WORK TASK = Please return the data that follows precisely as written, but without the images.

(Collected data entries)

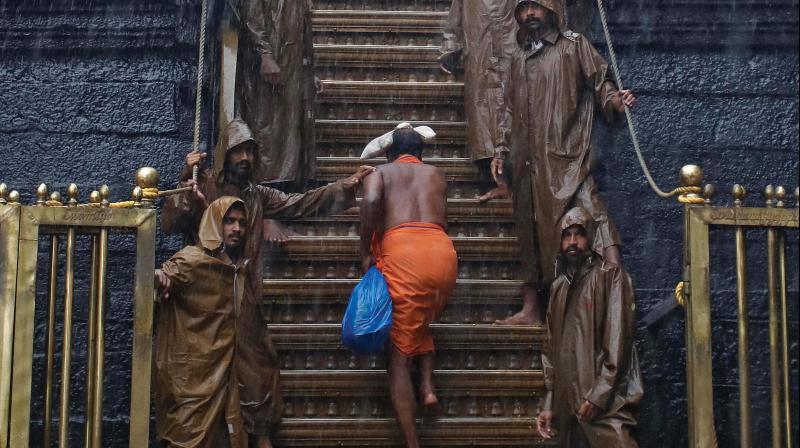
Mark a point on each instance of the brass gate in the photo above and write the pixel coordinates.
(22, 229)
(775, 217)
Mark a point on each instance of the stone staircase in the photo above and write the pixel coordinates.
(378, 62)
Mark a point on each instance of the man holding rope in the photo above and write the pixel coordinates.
(556, 81)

RESULT FOR THIS TASK =
Mark a point on each instance of the brass gate in the photo above and write the pixel coordinates.
(22, 229)
(775, 217)
Mark a point on each instance of the stone staircase in the photo above and write the pixel coordinates.
(378, 62)
Mark a point on each instance of the man holding rope in the photo above and write the pixel coordinates.
(556, 81)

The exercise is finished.